Task to carry out:
Return each line of the material verbatim.

Location identification entries:
++++
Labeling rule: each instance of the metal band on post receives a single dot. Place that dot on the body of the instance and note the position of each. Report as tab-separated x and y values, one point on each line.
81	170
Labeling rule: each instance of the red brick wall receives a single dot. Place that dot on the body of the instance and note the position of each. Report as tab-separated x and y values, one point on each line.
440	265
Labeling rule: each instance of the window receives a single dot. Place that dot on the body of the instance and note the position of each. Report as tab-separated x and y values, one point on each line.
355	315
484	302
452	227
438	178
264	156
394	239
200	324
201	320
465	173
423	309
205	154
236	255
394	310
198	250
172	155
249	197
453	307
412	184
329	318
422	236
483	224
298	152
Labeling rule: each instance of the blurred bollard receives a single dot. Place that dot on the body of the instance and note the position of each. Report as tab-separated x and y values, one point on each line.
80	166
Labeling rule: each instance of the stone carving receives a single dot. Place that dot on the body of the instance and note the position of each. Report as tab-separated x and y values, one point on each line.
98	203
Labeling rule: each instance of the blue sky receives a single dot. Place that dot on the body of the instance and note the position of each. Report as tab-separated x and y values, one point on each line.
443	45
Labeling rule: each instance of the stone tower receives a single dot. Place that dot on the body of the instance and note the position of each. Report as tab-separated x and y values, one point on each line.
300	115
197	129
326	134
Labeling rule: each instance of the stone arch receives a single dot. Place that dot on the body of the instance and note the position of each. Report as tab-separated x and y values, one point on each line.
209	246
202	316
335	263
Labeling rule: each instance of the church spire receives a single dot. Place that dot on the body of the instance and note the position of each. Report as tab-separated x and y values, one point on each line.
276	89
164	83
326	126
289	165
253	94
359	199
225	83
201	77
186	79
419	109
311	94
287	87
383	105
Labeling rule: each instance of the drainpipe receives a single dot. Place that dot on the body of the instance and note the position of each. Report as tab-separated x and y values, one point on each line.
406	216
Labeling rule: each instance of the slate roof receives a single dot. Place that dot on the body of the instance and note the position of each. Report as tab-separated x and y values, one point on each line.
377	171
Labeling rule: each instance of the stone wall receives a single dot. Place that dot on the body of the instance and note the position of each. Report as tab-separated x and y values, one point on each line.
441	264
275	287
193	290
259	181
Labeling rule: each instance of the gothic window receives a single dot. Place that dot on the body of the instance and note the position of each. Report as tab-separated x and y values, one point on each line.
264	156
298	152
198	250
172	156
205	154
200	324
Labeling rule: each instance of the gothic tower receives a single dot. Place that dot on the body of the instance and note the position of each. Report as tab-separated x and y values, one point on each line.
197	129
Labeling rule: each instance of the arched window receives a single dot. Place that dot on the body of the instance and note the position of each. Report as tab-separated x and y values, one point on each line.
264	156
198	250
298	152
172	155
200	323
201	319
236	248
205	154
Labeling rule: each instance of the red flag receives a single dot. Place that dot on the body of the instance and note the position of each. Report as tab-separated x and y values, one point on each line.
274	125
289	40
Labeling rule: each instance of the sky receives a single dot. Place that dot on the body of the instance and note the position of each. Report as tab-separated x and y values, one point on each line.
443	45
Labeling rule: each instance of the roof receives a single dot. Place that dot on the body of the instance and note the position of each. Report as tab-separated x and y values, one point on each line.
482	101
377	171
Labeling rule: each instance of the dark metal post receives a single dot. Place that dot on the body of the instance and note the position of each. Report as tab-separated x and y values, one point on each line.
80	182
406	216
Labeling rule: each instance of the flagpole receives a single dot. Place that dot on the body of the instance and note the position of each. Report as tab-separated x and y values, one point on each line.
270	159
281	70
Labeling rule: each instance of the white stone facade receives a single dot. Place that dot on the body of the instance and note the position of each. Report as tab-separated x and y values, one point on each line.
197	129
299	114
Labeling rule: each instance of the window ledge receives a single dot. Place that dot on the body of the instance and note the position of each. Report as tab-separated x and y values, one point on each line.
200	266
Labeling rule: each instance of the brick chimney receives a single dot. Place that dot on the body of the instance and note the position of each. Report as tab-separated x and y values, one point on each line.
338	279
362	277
++++
Exercise solution:
Labeling rule: each instance of the metal band on post receives a single dot. Place that dot on the body of the instance and note the position of each. Report as tab-separated x and y values, one point on each line.
81	170
Labeling rule: each instance of the red brick wall receives a single dot. Place that dot on the body of the instance and note the position of each. Report as tab-separated x and y values, one point on each line.
440	265
Labeling rule: each instance of the window receives a single dot. Place that dot on the body of the instance and note the position of each. Report as tab-separated x and y values, one point on each line.
355	315
484	302
452	227
438	178
264	156
394	239
200	324
201	320
465	173
423	309
205	154
236	255
394	310
198	250
172	155
249	197
453	307
412	184
329	318
422	236
483	224
298	152
Labeling rule: each instance of the blurred bollard receives a single dot. Place that dot on the body of the instance and note the position of each. Report as tab-separated x and y values, one point on each line.
80	166
Labeling rule: each instance of the stone carving receives a single dot. Place that dot on the body of the instance and note the position of each. Report as tab-separated x and y values, one point on each line.
98	203
Labeling rule: each instance of the blue sky receives a single dot. Place that dot on the body of the instance and note the position of each. Report as tab-separated x and y values, one point on each line.
443	45
Labeling rule: each instance of the stone tower receives a single dot. Place that dot on the body of the instance and note the position of each. Report as tab-separated x and y values, one point on each line.
300	115
197	129
326	134
Labeling rule: each instance of the stone arch receives a single dot. Place that dot on the body of the instance and note the position of each. Report as tab-separated x and y values, one point on each line.
209	246
202	316
335	263
Labeling rule: each instance of the church spire receives a single dot. Place that dot on the body of the instance and note the position of each. Report as tab-separated x and y values, one point on each line.
276	89
164	83
326	126
289	165
253	94
359	199
225	83
201	77
186	79
419	109
311	94
287	87
383	105
Labeling rule: each instance of the drainpipe receives a single dot. Place that dot on the body of the instance and note the position of each. Report as tab-separated x and y values, one point on each line.
406	216
Labeling rule: each instance of the slate roof receives a single dot. Place that dot on the body of the instance and note the position of each. Report as tab-separated x and y values, one point on each line.
377	171
Labeling rule: each instance of the stone wall receives a single dot. Place that dot on the body of the instance and note the position of each. Report as tab-separated x and y values, one point on each line.
441	264
275	287
193	290
259	181
Labeling rule: each instance of the gothic window receives a single dot. Place that dot on the body of the instance and note the position of each. Report as tab-separated x and y values, one point on each line.
264	156
298	152
198	250
172	156
205	154
200	324
Labeling rule: each instance of the gothic tower receives a single dot. Place that dot on the body of the instance and note the position of each. Report as tab-separated x and y values, one point on each line.
197	129
Labeling rule: each instance of the arched window receives a single dot. Place that dot on the body of the instance and note the position of each. Report as tab-separated x and y values, one point on each line.
264	156
198	250
298	152
172	155
200	323
201	319
236	248
205	154
Labeling rule: each instance of the red flag receives a single dot. Place that dot on the body of the instance and note the position of each. Report as tab-separated x and y values, one point on each line.
274	125
289	40
Labeling rule: each instance of the sky receives a single dot. Place that dot on the body of the instance and note the position of each. Report as tab-separated x and y values, one point on each line.
443	45
Labeling rule: each instance of the roof receives a single dot. Place that dot on the body of the instance and note the position of each. Report as tab-separated x and y values, one point on each line.
482	101
377	171
Labeling rule: each instance of the dark metal post receives a single dot. Place that dot on the body of the instance and note the position of each. Report as tab-separated x and y values, one point on each line.
80	182
406	216
Labeling rule: each instance of the flagpole receives a single dot. Place that dot on the body of the instance and note the position of each. Report as tab-separated x and y values, one point on each line.
270	159
281	70
Labeling rule: each instance of the white stone facade receives a single dot. Place that dot on the body of the instance and note the position of each. Report as tab-separated x and y values, one point on each line.
197	129
299	114
Labeling rule: each instance of the window ledge receives a single dot. Place that dot on the body of the instance and note the position of each. Report as tab-separated x and y values, one point on each line.
200	266
Labeling rule: each instance of the brick chimney receives a single dot. Place that dot on the body of the instance and note the position of each. Report as tab-separated x and y values, one point on each line.
338	279
362	277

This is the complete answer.